> _WHAT YOU WILL DO_
Please set out all of the lines below as a Markdown table with two columns, Row and Line, giving each line a row number and leaving out any blank lines.

> _DATASET CONTENT_
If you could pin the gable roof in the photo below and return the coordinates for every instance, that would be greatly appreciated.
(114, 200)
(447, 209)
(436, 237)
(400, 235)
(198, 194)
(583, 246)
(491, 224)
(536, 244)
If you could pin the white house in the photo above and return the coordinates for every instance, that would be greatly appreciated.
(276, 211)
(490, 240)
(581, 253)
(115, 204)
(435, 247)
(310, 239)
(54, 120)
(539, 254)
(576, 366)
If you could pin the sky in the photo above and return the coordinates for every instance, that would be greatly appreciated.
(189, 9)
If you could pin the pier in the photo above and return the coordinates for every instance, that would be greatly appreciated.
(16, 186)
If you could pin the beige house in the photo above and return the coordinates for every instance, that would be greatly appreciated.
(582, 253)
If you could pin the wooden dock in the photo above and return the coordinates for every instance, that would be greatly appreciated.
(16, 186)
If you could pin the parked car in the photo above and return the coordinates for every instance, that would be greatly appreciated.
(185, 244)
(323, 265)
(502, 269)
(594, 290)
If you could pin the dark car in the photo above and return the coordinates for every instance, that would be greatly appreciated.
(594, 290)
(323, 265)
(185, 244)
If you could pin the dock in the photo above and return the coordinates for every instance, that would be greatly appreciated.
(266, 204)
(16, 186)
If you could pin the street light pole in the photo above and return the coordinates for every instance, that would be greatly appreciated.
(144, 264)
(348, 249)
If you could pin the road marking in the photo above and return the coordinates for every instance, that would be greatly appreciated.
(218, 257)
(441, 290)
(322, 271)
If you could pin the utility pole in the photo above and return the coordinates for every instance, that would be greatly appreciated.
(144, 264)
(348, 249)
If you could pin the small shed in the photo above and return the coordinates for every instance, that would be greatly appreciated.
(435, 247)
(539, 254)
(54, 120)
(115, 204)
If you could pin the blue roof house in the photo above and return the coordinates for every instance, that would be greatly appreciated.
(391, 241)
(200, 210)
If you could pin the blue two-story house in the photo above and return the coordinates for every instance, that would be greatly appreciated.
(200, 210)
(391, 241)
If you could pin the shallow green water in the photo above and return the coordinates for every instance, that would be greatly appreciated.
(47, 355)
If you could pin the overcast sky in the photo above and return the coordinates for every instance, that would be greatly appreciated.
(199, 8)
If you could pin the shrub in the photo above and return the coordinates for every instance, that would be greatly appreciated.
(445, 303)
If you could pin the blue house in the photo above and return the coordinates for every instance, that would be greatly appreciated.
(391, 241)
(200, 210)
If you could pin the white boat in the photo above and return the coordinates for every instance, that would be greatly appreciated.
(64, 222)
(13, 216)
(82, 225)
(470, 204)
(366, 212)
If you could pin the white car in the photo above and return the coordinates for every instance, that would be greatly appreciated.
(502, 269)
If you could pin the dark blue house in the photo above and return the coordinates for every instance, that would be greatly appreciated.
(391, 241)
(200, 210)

> _PROBLEM SOLUTION_
| Row | Line |
|---|---|
| 1 | If you could pin the gable roof in the photo below and return the coordinates for every instance, that would be greatly appreciated. |
| 2 | (114, 200) |
| 3 | (447, 209) |
| 4 | (436, 237) |
| 5 | (400, 235) |
| 6 | (198, 194) |
| 7 | (583, 246) |
| 8 | (491, 224) |
| 9 | (536, 244) |
| 10 | If you could pin the white house in the photo above and return the coordinates for every instance, that would be greatly appreciated. |
| 11 | (276, 211) |
| 12 | (490, 240) |
| 13 | (581, 253) |
| 14 | (115, 204) |
| 15 | (435, 247) |
| 16 | (310, 239) |
| 17 | (54, 120) |
| 18 | (539, 254) |
| 19 | (576, 366) |
| 20 | If you could pin the sky in the photo above and return the coordinates for every instance, that would be greatly appreciated. |
| 21 | (189, 9) |
| 22 | If you could pin the pier in the photo above and return the coordinates for every instance, that would be greatly appreciated. |
| 23 | (16, 186) |
| 24 | If you could pin the beige house in the photo above and return the coordinates for every instance, that would be greatly appreciated. |
| 25 | (582, 253) |
| 26 | If you could pin the wooden dock in the photo above and return the coordinates for every instance, that would be greatly appreciated. |
| 27 | (16, 186) |
| 28 | If you could pin the parked car in the photo above and return the coordinates for every instance, that would be greatly appreciated. |
| 29 | (185, 244) |
| 30 | (323, 265) |
| 31 | (502, 269) |
| 32 | (594, 290) |
| 33 | If you could pin the dark car in the photo above and return the coordinates for every instance, that would be greatly appreciated. |
| 34 | (594, 290) |
| 35 | (323, 265) |
| 36 | (185, 244) |
| 37 | If you could pin the dock in the photo above and return the coordinates for every instance, that would be greatly appreciated. |
| 38 | (266, 204) |
| 39 | (16, 186) |
| 40 | If you could pin the street light pole in the photo above and return the coordinates for every instance, that would be greatly appreciated. |
| 41 | (144, 264) |
| 42 | (348, 249) |
| 43 | If you could pin the road marking in the photo above and return the coordinates for every instance, that would be greatly appreciated. |
| 44 | (218, 257) |
| 45 | (441, 290) |
| 46 | (322, 271) |
| 47 | If you could pin the utility pole in the photo above and return the coordinates for every instance, that would be greatly appreciated. |
| 48 | (144, 264) |
| 49 | (348, 249) |
| 50 | If you could pin the small shed in the photo above and return the coordinates for every instance, that would be greatly appreciated. |
| 51 | (435, 247) |
| 52 | (539, 254) |
| 53 | (54, 120) |
| 54 | (115, 204) |
| 55 | If you could pin the blue roof house in the photo above and return the coordinates for every instance, that would be greatly appreciated. |
| 56 | (391, 241) |
| 57 | (200, 210) |
| 58 | If you could pin the blue two-story house in the photo above and return the coordinates for every instance, that would be greatly appreciated. |
| 59 | (200, 210) |
| 60 | (391, 241) |
| 61 | If you could pin the shallow green water in the photo above and return the coordinates for every instance, that would be greatly appreciated. |
| 62 | (47, 355) |
| 63 | If you could pin the overcast sky in the photo above and return the coordinates for every instance, that would be greatly appreciated. |
| 64 | (199, 8) |
| 65 | If you could pin the shrub in the photo above and return the coordinates for every instance, that would be greatly appreciated. |
| 66 | (445, 303) |
| 67 | If you could pin the blue house in the photo above and return the coordinates for every instance, that would be greatly appreciated. |
| 68 | (391, 241) |
| 69 | (200, 210) |
| 70 | If you could pin the white boat in the photo above and return the coordinates for every instance, that would be greatly appreciated. |
| 71 | (64, 222) |
| 72 | (13, 216) |
| 73 | (82, 225) |
| 74 | (470, 204) |
| 75 | (366, 212) |
| 76 | If you could pin the white car in the photo above and return the coordinates for every instance, that would be greatly appreciated. |
| 77 | (502, 269) |
| 78 | If you could pin the dark blue house in the photo above and return the coordinates for every instance, that would be greatly appreciated. |
| 79 | (391, 241) |
| 80 | (200, 210) |